* _SOURCE DOCUMENT_
Does changing User Stories mid-sprint enhance or detract from minimalism? Refining User Stories during a Sprint is a natural outcome of the conversational approach. Whereas greatly expanding the feature set of a User Story agreed upon during Sprint Planning risks creating complex stories where simple ones would suffice.

Are you creating minimalistic user stories?

Split up large user stories into smaller ones based on the following:

  1. Conjunctions in the name (i.e., and, or),
  2. Excessive list of tasks
  3. A large list of acceptance criteria
  4. Internal or external dependencies.

Ask the following questions:

  1. Do User Stories lack brevity?
  2. Do User Stories have non-essential features?

The goal is to create small user stories without losing internal functional cohesion. Maybe your team would benefit from a deconstruction workshop. Pick a few examples and break them down along the lines suggested above. If the sprint has already finished, consider using it as an exercise for future enhancement activities.

Test Driven Development (TDD)

Records:

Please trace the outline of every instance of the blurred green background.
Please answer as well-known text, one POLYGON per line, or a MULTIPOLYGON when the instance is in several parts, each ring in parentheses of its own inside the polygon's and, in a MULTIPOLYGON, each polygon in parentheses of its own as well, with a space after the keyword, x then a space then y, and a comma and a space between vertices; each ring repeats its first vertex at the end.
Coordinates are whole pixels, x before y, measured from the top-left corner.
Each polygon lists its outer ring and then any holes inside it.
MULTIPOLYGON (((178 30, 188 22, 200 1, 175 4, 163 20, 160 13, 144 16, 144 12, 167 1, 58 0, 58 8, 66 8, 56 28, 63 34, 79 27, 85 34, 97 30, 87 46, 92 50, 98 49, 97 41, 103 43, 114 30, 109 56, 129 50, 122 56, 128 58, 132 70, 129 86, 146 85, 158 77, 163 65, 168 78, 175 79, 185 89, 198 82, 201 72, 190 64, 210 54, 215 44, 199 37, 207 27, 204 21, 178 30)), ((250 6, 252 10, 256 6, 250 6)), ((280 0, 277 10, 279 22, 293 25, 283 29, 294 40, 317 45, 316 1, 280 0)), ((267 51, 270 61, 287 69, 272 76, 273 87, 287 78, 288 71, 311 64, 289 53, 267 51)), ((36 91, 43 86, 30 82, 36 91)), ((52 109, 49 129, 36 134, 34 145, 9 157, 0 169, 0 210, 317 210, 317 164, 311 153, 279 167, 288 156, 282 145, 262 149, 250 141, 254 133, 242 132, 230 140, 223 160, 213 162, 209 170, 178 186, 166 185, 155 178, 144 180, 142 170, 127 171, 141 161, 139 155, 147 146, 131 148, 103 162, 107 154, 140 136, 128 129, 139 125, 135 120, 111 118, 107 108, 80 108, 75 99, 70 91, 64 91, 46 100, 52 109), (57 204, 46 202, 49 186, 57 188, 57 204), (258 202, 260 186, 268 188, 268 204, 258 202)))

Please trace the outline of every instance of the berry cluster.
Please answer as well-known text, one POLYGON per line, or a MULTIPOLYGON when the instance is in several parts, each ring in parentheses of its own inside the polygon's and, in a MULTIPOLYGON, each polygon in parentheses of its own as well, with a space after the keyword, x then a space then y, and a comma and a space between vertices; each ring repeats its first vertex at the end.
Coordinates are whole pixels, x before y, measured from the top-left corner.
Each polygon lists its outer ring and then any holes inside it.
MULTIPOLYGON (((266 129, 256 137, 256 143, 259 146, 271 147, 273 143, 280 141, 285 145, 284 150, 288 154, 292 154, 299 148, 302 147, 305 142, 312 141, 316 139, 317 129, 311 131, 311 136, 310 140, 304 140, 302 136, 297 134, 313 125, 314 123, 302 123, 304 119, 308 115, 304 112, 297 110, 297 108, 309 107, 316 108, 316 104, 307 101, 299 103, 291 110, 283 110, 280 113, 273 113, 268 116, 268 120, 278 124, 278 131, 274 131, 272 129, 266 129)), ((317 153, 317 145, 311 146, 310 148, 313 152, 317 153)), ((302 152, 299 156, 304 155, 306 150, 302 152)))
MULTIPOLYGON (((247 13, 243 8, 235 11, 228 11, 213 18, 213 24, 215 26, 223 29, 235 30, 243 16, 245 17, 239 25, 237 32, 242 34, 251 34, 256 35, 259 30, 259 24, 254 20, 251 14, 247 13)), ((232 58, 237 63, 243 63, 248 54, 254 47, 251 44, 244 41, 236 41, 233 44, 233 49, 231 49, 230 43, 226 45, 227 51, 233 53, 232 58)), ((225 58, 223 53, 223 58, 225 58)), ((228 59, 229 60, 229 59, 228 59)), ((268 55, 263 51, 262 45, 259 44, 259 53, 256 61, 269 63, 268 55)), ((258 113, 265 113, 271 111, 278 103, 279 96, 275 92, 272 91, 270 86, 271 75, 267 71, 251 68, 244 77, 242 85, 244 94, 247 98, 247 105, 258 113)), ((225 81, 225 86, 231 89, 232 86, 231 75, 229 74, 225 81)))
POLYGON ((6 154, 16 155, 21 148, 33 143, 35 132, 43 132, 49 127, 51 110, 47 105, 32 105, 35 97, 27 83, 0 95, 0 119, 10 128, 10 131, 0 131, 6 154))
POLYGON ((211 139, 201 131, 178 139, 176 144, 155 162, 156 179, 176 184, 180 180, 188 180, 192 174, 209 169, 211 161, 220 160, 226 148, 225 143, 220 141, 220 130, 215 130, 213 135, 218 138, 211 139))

* _PROBLEM_
Reproduce verbatim the portion of the user stories passage between "Split up large" and "have non-essential features?", inclusive.

* _SOLUTION FOR THIS TASK_
Split up large user stories into smaller ones based on the following:

  1. Conjunctions in the name (i.e., and, or),
  2. Excessive list of tasks
  3. A large list of acceptance criteria
  4. Internal or external dependencies.

Ask the following questions:

  1. Do User Stories lack brevity?
  2. Do User Stories have non-essential features?